(Data on locating named things)
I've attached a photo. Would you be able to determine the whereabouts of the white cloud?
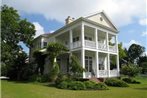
[33,22,45,38]
[3,0,146,27]
[139,18,147,25]
[141,31,147,37]
[123,40,141,49]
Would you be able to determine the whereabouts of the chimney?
[65,16,74,25]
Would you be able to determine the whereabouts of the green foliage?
[57,81,108,90]
[122,78,140,84]
[121,64,141,77]
[7,51,34,80]
[84,81,96,89]
[55,73,70,85]
[57,81,69,89]
[84,81,108,90]
[68,81,86,90]
[1,5,35,80]
[49,63,59,82]
[94,82,108,90]
[105,78,129,87]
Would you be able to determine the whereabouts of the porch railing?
[109,45,116,52]
[71,41,81,49]
[98,42,107,50]
[85,40,96,48]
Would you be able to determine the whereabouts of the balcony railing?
[98,42,107,50]
[71,41,81,49]
[109,45,116,52]
[85,40,96,48]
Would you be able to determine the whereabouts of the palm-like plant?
[47,42,68,81]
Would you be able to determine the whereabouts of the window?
[73,37,79,42]
[85,36,92,41]
[85,56,92,72]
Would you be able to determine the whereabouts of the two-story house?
[31,12,119,78]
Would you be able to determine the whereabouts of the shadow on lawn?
[134,87,147,90]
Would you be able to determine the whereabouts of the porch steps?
[89,77,104,83]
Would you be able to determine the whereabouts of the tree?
[70,55,85,78]
[117,43,127,67]
[1,5,35,79]
[128,44,145,63]
[121,64,141,78]
[47,42,68,81]
[33,50,47,75]
[7,51,34,80]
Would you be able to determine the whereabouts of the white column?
[107,53,110,77]
[106,32,109,51]
[81,23,85,47]
[69,30,73,49]
[95,51,99,78]
[40,38,44,48]
[95,28,98,49]
[116,35,120,75]
[81,49,86,78]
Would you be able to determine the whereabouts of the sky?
[2,0,147,54]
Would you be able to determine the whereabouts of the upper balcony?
[56,25,117,52]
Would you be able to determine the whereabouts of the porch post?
[95,51,99,78]
[116,35,120,76]
[81,23,85,47]
[81,49,86,78]
[106,32,109,51]
[69,30,73,49]
[95,28,98,49]
[107,53,110,77]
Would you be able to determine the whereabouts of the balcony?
[71,41,81,49]
[85,40,96,49]
[85,70,119,78]
[109,45,117,52]
[98,42,107,51]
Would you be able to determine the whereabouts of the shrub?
[121,64,141,77]
[122,78,140,84]
[84,81,96,89]
[57,81,69,89]
[105,78,129,87]
[69,81,86,90]
[49,63,59,82]
[55,73,69,85]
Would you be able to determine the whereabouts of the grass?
[1,76,147,98]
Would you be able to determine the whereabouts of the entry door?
[85,56,92,72]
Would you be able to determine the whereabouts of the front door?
[85,56,92,72]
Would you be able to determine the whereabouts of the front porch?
[72,50,119,79]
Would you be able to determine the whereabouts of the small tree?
[33,50,47,75]
[70,55,85,78]
[121,64,141,78]
[47,42,68,81]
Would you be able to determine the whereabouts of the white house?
[31,12,119,78]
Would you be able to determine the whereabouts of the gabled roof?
[85,11,118,31]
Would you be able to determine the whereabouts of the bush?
[84,81,96,89]
[121,64,141,77]
[57,81,69,89]
[122,78,140,84]
[55,73,70,85]
[69,81,86,90]
[49,63,59,82]
[105,78,129,87]
[94,82,108,90]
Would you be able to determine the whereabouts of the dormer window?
[100,17,103,21]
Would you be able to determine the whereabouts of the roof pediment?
[85,12,117,30]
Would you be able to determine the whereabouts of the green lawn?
[1,77,147,98]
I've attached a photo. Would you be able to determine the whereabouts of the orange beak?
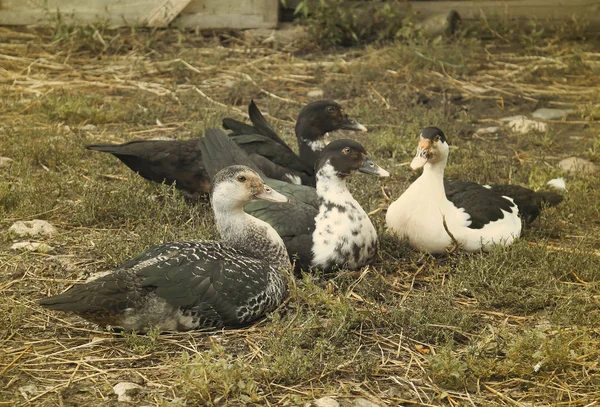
[410,138,432,170]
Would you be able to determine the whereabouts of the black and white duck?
[201,129,390,271]
[86,101,366,200]
[223,100,367,187]
[40,166,291,332]
[386,127,562,253]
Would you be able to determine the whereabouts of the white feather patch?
[546,178,567,191]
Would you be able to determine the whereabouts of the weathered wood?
[146,0,192,27]
[285,0,600,22]
[177,0,279,28]
[410,0,600,21]
[0,0,279,29]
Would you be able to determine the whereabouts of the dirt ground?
[0,22,600,406]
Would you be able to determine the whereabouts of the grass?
[0,21,600,406]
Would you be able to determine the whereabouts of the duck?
[201,129,390,274]
[223,100,367,187]
[386,127,562,254]
[39,165,291,332]
[86,101,366,202]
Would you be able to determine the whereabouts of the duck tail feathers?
[85,144,120,153]
[248,100,288,147]
[538,192,564,206]
[223,117,258,136]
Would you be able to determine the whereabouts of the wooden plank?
[146,0,192,27]
[410,0,600,21]
[177,0,279,28]
[0,0,279,29]
[285,0,600,22]
[0,0,155,26]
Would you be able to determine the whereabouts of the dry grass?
[0,18,600,406]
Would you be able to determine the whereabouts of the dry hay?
[0,23,600,406]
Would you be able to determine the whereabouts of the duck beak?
[410,138,433,170]
[254,185,290,203]
[358,157,390,177]
[340,115,368,131]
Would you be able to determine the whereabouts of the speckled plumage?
[40,166,291,331]
[201,133,389,271]
[312,162,378,270]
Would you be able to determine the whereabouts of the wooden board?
[0,0,279,29]
[410,0,600,21]
[285,0,600,22]
[146,0,191,27]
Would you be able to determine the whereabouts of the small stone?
[10,242,54,253]
[500,116,548,134]
[81,124,98,131]
[546,178,567,191]
[558,157,598,174]
[531,107,575,120]
[8,219,58,237]
[113,382,142,401]
[475,126,500,136]
[305,397,340,407]
[19,384,40,400]
[306,89,325,99]
[349,397,380,407]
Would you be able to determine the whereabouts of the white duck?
[386,127,521,253]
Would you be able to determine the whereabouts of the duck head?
[296,100,367,140]
[316,139,390,178]
[211,165,289,209]
[410,127,448,170]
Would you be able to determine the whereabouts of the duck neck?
[316,161,354,205]
[420,157,448,199]
[212,202,291,268]
[296,120,325,167]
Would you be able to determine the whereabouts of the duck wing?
[86,139,210,199]
[223,100,291,150]
[200,129,319,261]
[223,101,315,186]
[444,180,563,224]
[229,134,315,185]
[40,242,285,330]
[444,180,515,229]
[490,184,563,224]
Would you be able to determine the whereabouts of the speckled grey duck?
[40,166,291,332]
[201,129,389,271]
[86,101,366,200]
[223,100,367,187]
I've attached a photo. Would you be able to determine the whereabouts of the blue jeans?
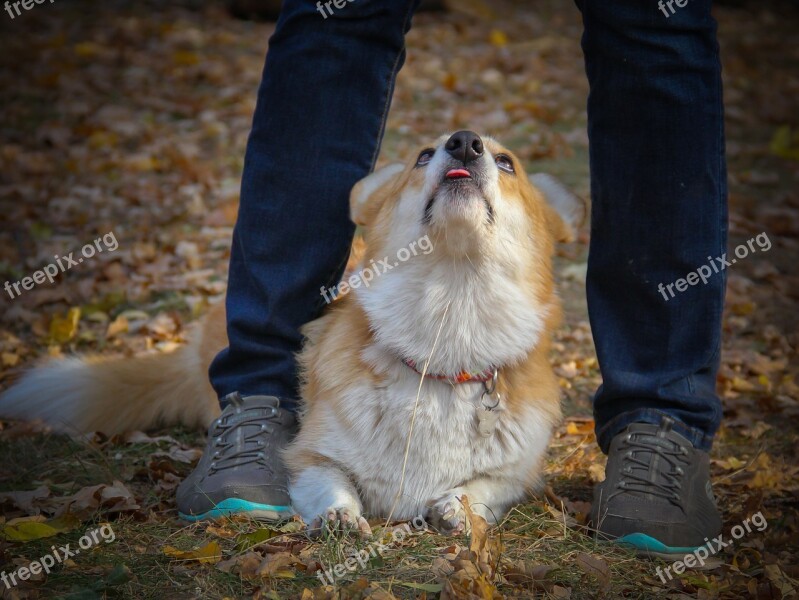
[210,0,727,451]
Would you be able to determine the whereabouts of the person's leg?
[210,0,417,408]
[578,0,727,546]
[177,0,418,520]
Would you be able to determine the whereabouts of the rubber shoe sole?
[609,533,702,560]
[178,498,296,522]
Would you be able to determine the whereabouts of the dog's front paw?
[426,488,471,535]
[309,506,372,537]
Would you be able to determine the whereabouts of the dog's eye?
[416,148,436,167]
[494,154,515,173]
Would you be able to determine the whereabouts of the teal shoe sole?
[178,498,296,522]
[612,533,702,559]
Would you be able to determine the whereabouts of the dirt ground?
[0,0,799,599]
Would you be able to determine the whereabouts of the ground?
[0,0,799,599]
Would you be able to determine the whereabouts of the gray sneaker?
[591,417,721,558]
[177,392,297,521]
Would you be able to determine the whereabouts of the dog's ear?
[528,173,588,242]
[350,163,405,226]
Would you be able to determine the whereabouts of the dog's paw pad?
[309,506,372,537]
[427,493,469,535]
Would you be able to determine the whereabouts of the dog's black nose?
[444,129,483,164]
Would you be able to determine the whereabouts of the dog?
[0,131,584,533]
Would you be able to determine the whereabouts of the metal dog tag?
[477,408,499,437]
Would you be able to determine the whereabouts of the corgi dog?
[0,131,584,532]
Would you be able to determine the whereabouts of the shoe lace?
[209,407,278,474]
[611,423,690,508]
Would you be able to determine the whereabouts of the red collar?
[402,358,496,383]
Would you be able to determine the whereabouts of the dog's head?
[350,131,584,373]
[350,131,585,260]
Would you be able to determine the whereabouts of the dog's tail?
[0,309,227,435]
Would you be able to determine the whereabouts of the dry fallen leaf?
[163,542,222,564]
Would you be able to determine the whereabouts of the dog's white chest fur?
[291,347,551,519]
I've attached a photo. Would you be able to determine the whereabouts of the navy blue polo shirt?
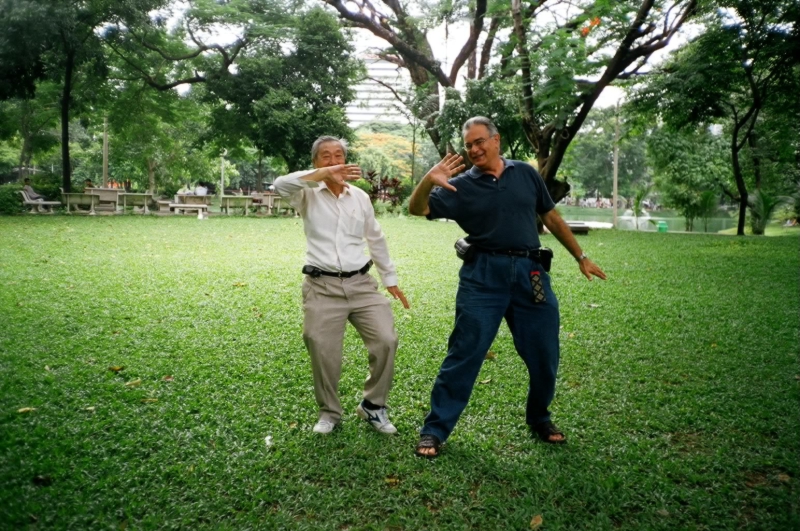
[427,159,556,251]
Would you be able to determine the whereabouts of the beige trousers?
[303,274,398,422]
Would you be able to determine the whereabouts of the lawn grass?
[0,216,800,530]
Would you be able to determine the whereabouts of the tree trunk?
[747,131,761,190]
[256,149,264,193]
[147,159,156,194]
[61,50,75,193]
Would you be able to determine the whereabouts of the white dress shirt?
[274,170,397,288]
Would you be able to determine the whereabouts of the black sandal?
[414,433,442,459]
[531,420,567,444]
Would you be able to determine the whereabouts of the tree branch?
[450,0,486,86]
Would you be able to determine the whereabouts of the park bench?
[84,188,125,213]
[219,195,253,216]
[119,192,153,214]
[60,188,100,216]
[19,190,61,214]
[19,190,61,214]
[567,221,591,234]
[169,205,208,219]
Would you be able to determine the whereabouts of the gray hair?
[461,116,497,137]
[311,135,347,161]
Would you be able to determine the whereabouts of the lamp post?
[613,100,619,229]
[219,149,228,200]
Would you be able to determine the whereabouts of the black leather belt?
[476,247,543,260]
[303,260,372,278]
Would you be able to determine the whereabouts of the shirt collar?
[467,157,514,179]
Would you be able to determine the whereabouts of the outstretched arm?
[408,153,464,216]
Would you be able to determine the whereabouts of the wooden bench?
[19,190,61,214]
[156,199,173,214]
[60,188,100,216]
[170,202,208,219]
[567,221,591,234]
[219,195,253,216]
[84,188,125,212]
[119,192,153,214]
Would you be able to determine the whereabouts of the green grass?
[0,216,800,530]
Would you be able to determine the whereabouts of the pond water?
[558,205,737,232]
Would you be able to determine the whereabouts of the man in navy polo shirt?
[408,116,606,457]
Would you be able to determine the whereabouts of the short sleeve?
[426,180,458,219]
[531,168,556,214]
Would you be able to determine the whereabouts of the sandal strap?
[417,433,442,450]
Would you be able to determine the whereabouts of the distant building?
[346,54,411,127]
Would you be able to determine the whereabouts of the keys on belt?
[303,260,372,278]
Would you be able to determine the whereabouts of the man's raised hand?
[324,164,361,186]
[426,153,465,192]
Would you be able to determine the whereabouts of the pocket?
[302,277,314,304]
[345,209,364,237]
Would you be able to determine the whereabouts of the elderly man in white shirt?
[275,136,409,435]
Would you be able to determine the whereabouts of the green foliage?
[0,183,25,215]
[0,216,800,531]
[750,189,792,235]
[436,72,533,160]
[560,107,651,197]
[208,8,363,171]
[647,128,730,231]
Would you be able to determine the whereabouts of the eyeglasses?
[464,135,494,151]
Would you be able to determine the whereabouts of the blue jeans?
[420,253,559,441]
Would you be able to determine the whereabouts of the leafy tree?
[750,188,792,236]
[197,8,363,171]
[561,108,651,197]
[323,0,701,200]
[634,0,800,235]
[647,128,731,231]
[0,82,59,180]
[0,0,166,191]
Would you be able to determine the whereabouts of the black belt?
[303,260,372,278]
[475,247,544,260]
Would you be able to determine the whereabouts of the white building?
[346,54,411,127]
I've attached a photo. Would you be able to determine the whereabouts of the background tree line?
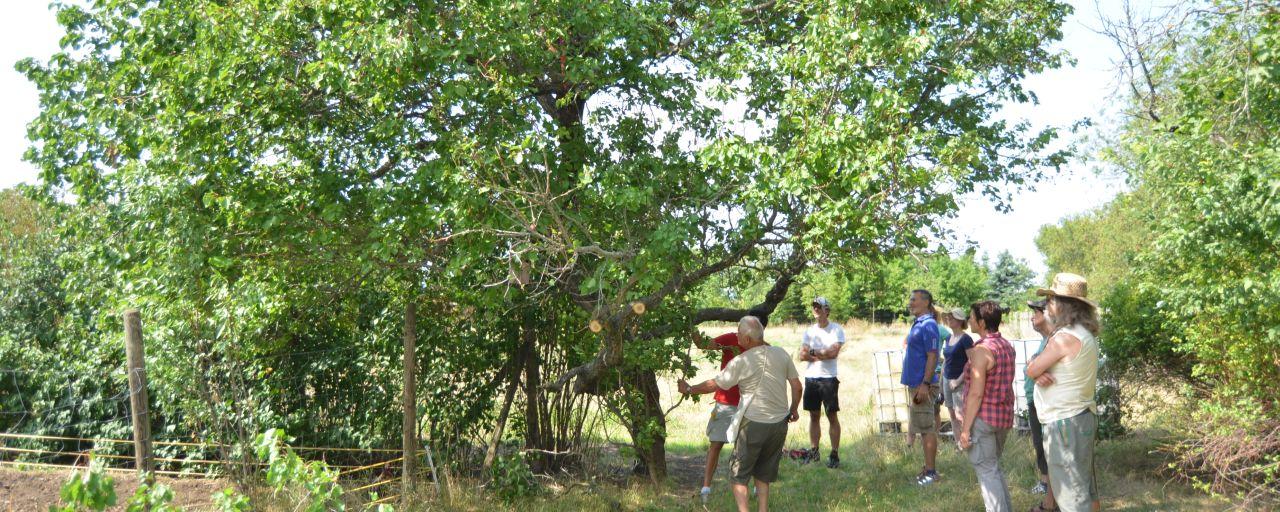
[696,251,1037,324]
[1037,1,1280,504]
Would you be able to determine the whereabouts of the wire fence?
[0,360,422,506]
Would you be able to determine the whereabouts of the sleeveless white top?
[1036,324,1098,424]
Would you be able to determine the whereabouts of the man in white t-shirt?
[800,297,845,468]
[676,316,800,512]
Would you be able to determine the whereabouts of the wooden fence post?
[124,310,155,484]
[401,300,417,503]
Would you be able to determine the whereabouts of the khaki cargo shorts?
[906,384,941,434]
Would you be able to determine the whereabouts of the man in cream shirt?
[677,316,800,512]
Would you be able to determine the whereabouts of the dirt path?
[0,468,230,512]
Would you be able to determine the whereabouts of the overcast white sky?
[0,0,1146,277]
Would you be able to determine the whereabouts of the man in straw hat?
[1027,273,1101,512]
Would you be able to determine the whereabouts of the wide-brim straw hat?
[1036,273,1098,307]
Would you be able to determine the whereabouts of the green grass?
[448,325,1229,511]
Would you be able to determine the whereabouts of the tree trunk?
[521,316,547,474]
[481,337,534,474]
[623,370,667,486]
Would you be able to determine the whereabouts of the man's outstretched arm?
[676,379,719,394]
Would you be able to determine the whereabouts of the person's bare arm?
[676,379,719,394]
[800,344,817,362]
[694,335,742,356]
[1025,333,1080,387]
[956,347,995,449]
[814,343,845,361]
[787,378,801,421]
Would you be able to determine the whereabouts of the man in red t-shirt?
[698,310,769,500]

_TASK DETAILS_: Reproduce verbatim the lines of the data from the one containing "white chest fur?" through the one containing "[303,274,398,422]", both included. Omit the pictures from your answer.

_FULL ANSWER_:
Would you be able to determine the whereabouts of the dog's white chest fur?
[291,347,551,519]
I've attached a photo. Would you be able to determine the whereabouts of the navy blue polo shirt?
[427,159,556,251]
Would you be able to determine the whereabouts of the beige trousers?
[303,274,398,422]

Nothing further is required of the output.